# 40g breeder planted and fish



## guppyart (Jan 22, 2005)

well here are a few pics I snapped of my 40g breeder planted tank.
and the fish that live in it for now.
current stock 10 black berlin swordtails, 6 hengels rasboras, 3 emerald eye rasboras(need to get another 5ish).
americana val, corkscrew val, dwarf sag, bacopa, duckweed, some anubias or crypt not sure.
black flourite as substrate. no co2 as of yet.
lighting currently is 3x 26w 6500k cfls 100w equivs. the canopy has capabilities for 6 bulbs which it will eventually hit when I get the canopy built and seal it along with more plants to handle the extra light.









































and this photo is from my 10g planted after a water top up created quite the effect with the java moss and duckweed.


----------



## Blue Cray (Oct 19, 2007)

I just picked up this same sized tank, its such a nice shape. You made it look great.

— Material —
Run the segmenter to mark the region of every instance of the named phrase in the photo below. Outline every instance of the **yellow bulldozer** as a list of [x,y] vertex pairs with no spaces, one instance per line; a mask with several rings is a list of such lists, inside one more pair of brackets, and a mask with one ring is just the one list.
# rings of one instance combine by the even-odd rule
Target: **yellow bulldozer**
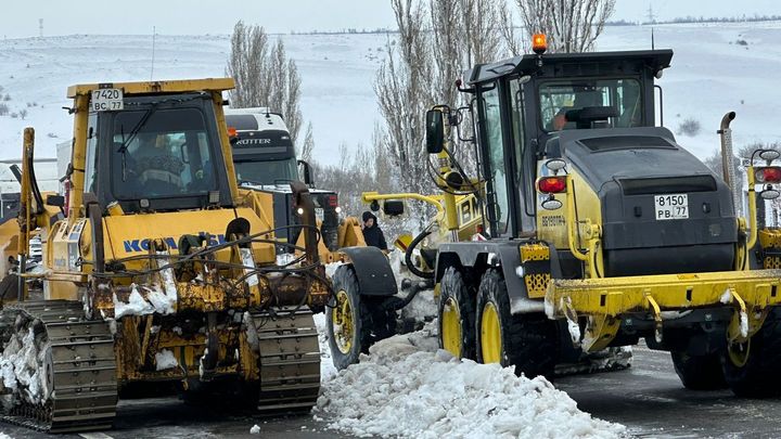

— Directions —
a – From the forum thread about the planted 40g breeder tank, list every kind of fish in the current stock, with the number of each.
b – Write the next post in the forum thread about the planted 40g breeder tank.
The material shown here comes from a separate source.

— Answers per task —
a –
10 black berlin swordtails
6 hengels rasboras
3 emerald eye rasboras

b –
----------



## emc7 (Jul 23, 2005)

Nice-looking swords. I'm jealous. How do you deal with excess duckweed? Do you have something that eats it? I've been netting pearlweed and tossing it in the trash.


----------



## Guest (May 5, 2010)

arent those a hybrid variation to the swords bro? very nice lookin tank. seems very serene.


----------



## guppyart (Jan 22, 2005)

I just scoop it out and throw it into other tanks. and generally take a big bag or 2 when the local auction slash meeting happen.
yup they are a domesticated swordtail strain and most likely crossed with platies to get the black colouring way back.

I am still working on a center piece fish for the tank yet.


----------



## bmlbytes (Aug 1, 2009)

I thought they looked like platies until I noticed the swords.


----------



## Tallonebball (Apr 6, 2009)

Angels would look really good in that tank, not too many though, maybe 2


----------



## bmlbytes (Aug 1, 2009)

I suggested the same thing. His problem is that the angels would eventually get big enough to eat the rasboras.


----------



## guppyart (Jan 22, 2005)

yup and sadly discus would get to large for a 40g breeder or else I would go with 3-4 discus as they would match the tank once its done more.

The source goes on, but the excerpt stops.